Which lines of the listing below contain the word "blue"? Return each of those lines in full.

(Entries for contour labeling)
● ● ● ● ● ● ●
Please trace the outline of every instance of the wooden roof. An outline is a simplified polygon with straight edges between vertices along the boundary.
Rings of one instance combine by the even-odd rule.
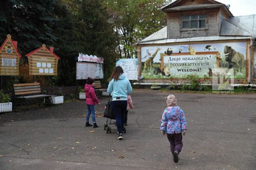
[[[52,54],[54,57],[56,58],[58,60],[60,59],[60,58],[58,57],[56,54],[55,54],[53,52],[52,52],[48,48],[47,48],[45,44],[42,45],[42,46],[38,48],[36,50],[34,50],[33,52],[29,53],[29,54],[27,54],[25,55],[25,56],[27,56],[28,57],[30,57],[32,55],[36,53],[37,52],[40,51],[41,49],[45,49],[48,52],[49,52],[51,54]]]
[[[226,5],[214,0],[177,0],[161,8],[165,12],[168,11],[198,10],[203,8],[224,8],[230,16],[233,15]]]
[[[17,54],[18,55],[18,57],[21,58],[22,55],[20,55],[20,54],[18,52],[18,48],[17,48],[17,46],[16,46],[16,45],[14,44],[15,43],[13,42],[14,41],[12,40],[11,37],[12,37],[12,36],[11,35],[10,35],[10,34],[7,35],[7,38],[6,38],[5,41],[4,42],[4,43],[2,44],[1,46],[0,47],[0,52],[3,50],[3,48],[5,46],[6,42],[7,42],[8,41],[10,41],[11,42],[12,45],[13,46],[13,47],[14,48],[16,53],[17,53]]]

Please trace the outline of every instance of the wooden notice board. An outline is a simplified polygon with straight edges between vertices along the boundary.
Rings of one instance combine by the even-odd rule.
[[[58,61],[60,58],[53,53],[53,47],[46,45],[27,54],[30,76],[57,76]]]

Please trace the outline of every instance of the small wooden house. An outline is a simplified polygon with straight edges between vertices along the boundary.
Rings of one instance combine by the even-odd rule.
[[[0,47],[0,76],[18,76],[19,58],[22,57],[17,48],[17,41],[13,41],[11,35]]]
[[[57,76],[58,60],[60,58],[45,44],[26,55],[29,59],[30,76]]]

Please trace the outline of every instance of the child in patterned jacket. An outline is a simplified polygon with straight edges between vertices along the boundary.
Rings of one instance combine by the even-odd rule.
[[[170,94],[166,100],[167,107],[162,116],[160,129],[164,135],[167,133],[174,162],[177,163],[183,146],[182,135],[185,135],[187,129],[186,118],[182,110],[177,105],[175,95]]]

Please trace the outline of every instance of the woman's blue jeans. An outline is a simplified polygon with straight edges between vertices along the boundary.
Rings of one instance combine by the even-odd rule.
[[[93,122],[96,123],[95,105],[87,105],[87,110],[88,113],[86,115],[86,122],[89,122],[90,115],[92,114]]]
[[[118,133],[123,133],[124,114],[127,108],[127,101],[114,101],[111,103],[112,109],[116,117],[116,124]]]

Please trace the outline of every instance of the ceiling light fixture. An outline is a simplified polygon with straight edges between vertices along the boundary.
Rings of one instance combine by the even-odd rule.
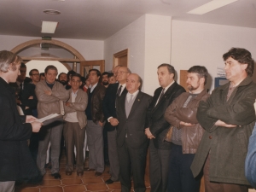
[[[215,10],[218,8],[230,4],[238,0],[212,0],[202,6],[200,6],[193,10],[189,11],[187,14],[204,15],[206,13]]]
[[[54,10],[54,9],[46,9],[44,11],[44,14],[49,14],[49,15],[60,15],[61,12],[58,10]]]
[[[42,33],[55,33],[58,22],[54,21],[42,21]]]

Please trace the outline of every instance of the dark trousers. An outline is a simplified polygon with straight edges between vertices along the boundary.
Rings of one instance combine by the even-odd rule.
[[[204,166],[204,181],[206,192],[247,192],[248,186],[241,184],[221,183],[210,182],[209,167],[211,162],[211,155],[206,160]]]
[[[181,145],[172,144],[168,192],[199,192],[201,177],[194,178],[190,166],[195,154],[183,154]]]
[[[118,154],[119,159],[121,191],[131,191],[131,171],[132,172],[134,191],[146,191],[144,175],[147,148],[132,148],[125,143],[122,147],[118,147]]]
[[[63,135],[65,139],[67,164],[66,171],[73,171],[73,148],[76,146],[77,172],[84,172],[84,142],[85,127],[80,128],[79,123],[64,121]]]
[[[171,150],[158,149],[153,140],[149,144],[149,177],[151,192],[166,192]]]

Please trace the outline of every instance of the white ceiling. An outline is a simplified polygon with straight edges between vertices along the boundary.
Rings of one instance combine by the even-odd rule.
[[[203,15],[186,14],[210,0],[0,0],[0,34],[104,40],[144,14],[256,28],[256,0],[239,0]],[[59,15],[45,15],[56,9]],[[58,21],[55,34],[41,20]]]

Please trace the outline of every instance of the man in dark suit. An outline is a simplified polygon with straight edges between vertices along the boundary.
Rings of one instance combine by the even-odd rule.
[[[117,146],[123,192],[131,191],[131,171],[134,190],[146,190],[144,174],[148,140],[144,129],[152,96],[139,90],[141,84],[137,74],[130,74],[126,79],[127,94],[117,98]]]
[[[106,119],[104,129],[108,131],[108,158],[110,163],[109,174],[111,177],[106,181],[107,184],[113,183],[119,179],[119,163],[116,147],[116,97],[127,93],[126,78],[131,71],[126,67],[119,67],[118,84],[110,84],[106,90],[103,100],[103,113]]]
[[[167,191],[168,165],[171,143],[164,142],[171,125],[165,119],[166,109],[184,88],[174,81],[175,69],[169,64],[158,67],[158,80],[160,87],[154,93],[153,101],[147,112],[145,133],[149,144],[149,177],[152,192]]]
[[[20,73],[20,60],[10,51],[0,51],[0,191],[4,192],[15,191],[15,181],[38,175],[26,140],[32,131],[39,131],[42,123],[31,115],[19,115],[9,85]]]

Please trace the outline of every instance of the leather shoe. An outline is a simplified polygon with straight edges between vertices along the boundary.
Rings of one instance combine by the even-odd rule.
[[[55,177],[55,179],[61,179],[61,178],[59,172],[53,173],[53,174],[51,174],[51,176],[53,176]]]
[[[109,178],[107,181],[105,181],[106,184],[112,184],[113,183],[113,181],[112,181],[111,178]]]
[[[95,173],[95,177],[99,177],[99,176],[101,176],[101,175],[102,175],[102,172],[96,172]]]
[[[72,172],[66,171],[66,175],[72,175]]]
[[[79,177],[82,177],[84,175],[84,172],[77,172],[77,175]]]

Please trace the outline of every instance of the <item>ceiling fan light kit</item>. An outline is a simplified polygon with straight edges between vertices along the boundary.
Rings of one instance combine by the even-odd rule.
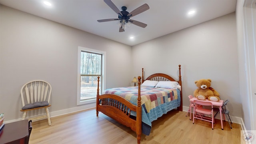
[[[118,14],[118,18],[99,20],[97,20],[98,22],[101,22],[119,20],[118,23],[119,26],[119,32],[124,32],[124,29],[130,26],[131,24],[143,28],[145,28],[147,26],[147,25],[146,24],[136,20],[131,20],[130,18],[149,9],[149,6],[147,4],[145,4],[129,13],[126,11],[127,9],[127,8],[126,6],[122,6],[122,11],[120,11],[111,0],[104,0],[104,2]]]

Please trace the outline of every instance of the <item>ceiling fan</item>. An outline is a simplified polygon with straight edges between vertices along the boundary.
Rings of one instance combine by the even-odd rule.
[[[126,11],[127,9],[126,6],[122,6],[122,11],[120,11],[111,0],[104,0],[104,2],[118,14],[118,18],[110,18],[97,20],[98,22],[120,20],[119,32],[124,32],[124,29],[130,24],[135,24],[143,28],[145,28],[147,26],[147,25],[146,24],[135,20],[131,20],[130,18],[148,10],[149,6],[147,4],[145,4],[129,13]]]

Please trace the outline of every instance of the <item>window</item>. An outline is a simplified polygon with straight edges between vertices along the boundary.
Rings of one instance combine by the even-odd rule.
[[[96,101],[98,77],[100,76],[100,94],[104,86],[106,52],[78,47],[77,104]]]

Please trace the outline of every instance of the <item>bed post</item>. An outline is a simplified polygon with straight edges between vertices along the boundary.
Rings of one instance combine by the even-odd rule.
[[[99,104],[99,96],[100,95],[100,88],[99,88],[99,83],[100,82],[100,77],[98,77],[98,88],[97,88],[97,95],[96,96],[96,116],[98,116],[99,111],[98,110],[98,106]]]
[[[143,68],[142,68],[142,72]],[[138,77],[138,100],[137,101],[137,115],[136,116],[136,134],[137,134],[137,142],[138,144],[140,143],[140,138],[142,132],[142,113],[141,108],[141,97],[140,97],[140,76]],[[143,79],[142,79],[143,80]]]
[[[182,104],[182,87],[181,82],[181,74],[180,74],[180,64],[179,65],[179,84],[181,86],[181,90],[180,91],[180,106],[178,107],[179,110],[182,111],[183,110]]]

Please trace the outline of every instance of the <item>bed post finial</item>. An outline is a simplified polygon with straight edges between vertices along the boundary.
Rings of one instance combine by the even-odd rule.
[[[97,95],[96,95],[96,116],[98,116],[99,114],[99,111],[98,110],[98,106],[100,104],[99,101],[99,96],[100,95],[100,88],[99,84],[100,83],[100,77],[98,77],[98,88],[97,88]]]
[[[143,71],[143,68],[142,68]],[[137,101],[137,110],[136,116],[136,134],[137,134],[137,141],[138,144],[140,143],[140,139],[141,135],[141,127],[142,127],[142,107],[141,107],[141,97],[140,97],[140,80],[141,77],[138,76],[138,99]],[[142,80],[143,80],[142,79]]]
[[[142,68],[142,83],[144,82],[144,74],[143,74],[144,73],[143,72],[144,72],[144,68]]]
[[[180,86],[182,86],[182,84],[181,82],[181,74],[180,74],[180,64],[179,65],[179,84],[180,84]],[[183,110],[183,104],[182,104],[182,90],[180,91],[180,106],[178,107],[178,108],[180,111],[182,111]]]
[[[180,66],[181,66],[180,64],[179,65],[179,80],[181,81],[181,74],[180,74]]]

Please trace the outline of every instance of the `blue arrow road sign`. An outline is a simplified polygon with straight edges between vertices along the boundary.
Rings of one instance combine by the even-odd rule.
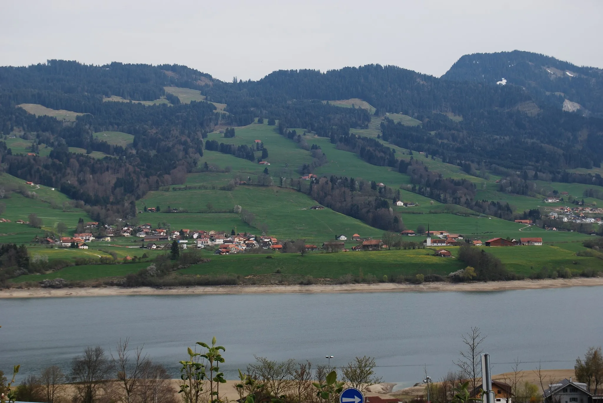
[[[349,387],[341,392],[339,403],[364,403],[364,395],[355,387]]]

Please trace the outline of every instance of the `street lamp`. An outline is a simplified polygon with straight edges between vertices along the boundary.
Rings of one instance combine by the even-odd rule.
[[[335,356],[333,356],[333,355],[325,355],[324,358],[329,359],[329,368],[330,369],[330,367],[331,367],[331,358],[335,358]]]
[[[423,380],[423,383],[427,384],[427,403],[429,403],[429,383],[432,382],[431,376],[425,376],[425,379]],[[432,383],[433,383],[432,382]]]

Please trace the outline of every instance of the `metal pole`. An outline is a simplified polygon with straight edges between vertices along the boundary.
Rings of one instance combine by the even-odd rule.
[[[484,390],[482,400],[484,403],[494,403],[494,392],[492,390],[492,375],[490,373],[490,354],[482,354],[482,390]]]

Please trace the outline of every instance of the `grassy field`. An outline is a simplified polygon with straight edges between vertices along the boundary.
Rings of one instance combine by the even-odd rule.
[[[171,105],[169,101],[168,101],[165,96],[162,96],[159,99],[155,99],[154,101],[133,101],[132,99],[125,99],[121,98],[121,96],[118,96],[117,95],[112,95],[109,98],[103,98],[103,102],[134,102],[136,104],[142,104],[143,105],[157,105],[159,104],[167,104],[168,105]]]
[[[87,155],[90,155],[92,158],[103,158],[106,157],[112,157],[109,154],[106,154],[104,152],[101,152],[100,151],[92,151],[89,154],[86,152],[87,150],[84,148],[80,148],[79,147],[69,147],[70,152],[75,152],[78,154],[86,154]]]
[[[4,141],[6,142],[7,147],[11,149],[13,154],[31,152],[31,144],[34,142],[33,140],[25,140],[17,137],[7,139]],[[48,157],[52,151],[52,147],[48,147],[45,144],[40,144],[39,148],[40,152],[38,155],[42,157]]]
[[[104,140],[109,144],[126,147],[134,141],[134,136],[121,131],[99,131],[95,133],[95,138]]]
[[[191,101],[197,102],[205,101],[205,96],[201,95],[201,91],[198,90],[180,87],[164,87],[163,89],[165,90],[166,92],[169,92],[177,96],[183,104],[190,104]]]
[[[211,203],[212,211],[216,212],[209,211],[207,203]],[[314,204],[315,201],[292,189],[244,186],[230,192],[211,189],[151,192],[138,201],[136,207],[142,210],[145,205],[159,205],[165,210],[169,205],[187,211],[139,214],[142,221],[153,223],[165,220],[172,228],[230,231],[236,225],[238,232],[258,233],[258,230],[267,227],[270,234],[279,238],[306,239],[318,243],[334,240],[335,235],[339,234],[347,234],[350,237],[354,233],[374,237],[383,233],[382,230],[329,208],[310,210]],[[250,227],[238,214],[232,213],[235,205],[255,216],[256,228]]]
[[[34,114],[36,116],[43,116],[46,115],[52,117],[55,117],[59,120],[74,121],[77,116],[80,116],[83,113],[78,112],[72,112],[66,111],[63,109],[56,110],[46,108],[39,104],[21,104],[17,105],[18,107],[23,108],[28,113]]]
[[[323,101],[323,104],[329,102],[331,105],[336,105],[344,108],[361,108],[366,109],[368,113],[373,114],[375,113],[375,108],[365,101],[362,101],[359,98],[351,98],[350,99],[339,99],[339,101]]]
[[[13,283],[41,281],[43,280],[62,278],[68,281],[92,280],[108,277],[124,277],[130,273],[136,273],[147,267],[148,262],[126,263],[122,264],[83,264],[71,266],[48,274],[30,274],[13,279]]]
● ● ● ● ● ● ●
[COMPLETE ANSWER]
Please trace the outline of every instance of the woman's blue jeans. An outline is a simplified polygon with straight edges between vertices along the boundary.
Please trace the outline of every instance of the `blue arrow road sign`. An outline is a simplified polygon with straight edges between vertices along the boundary.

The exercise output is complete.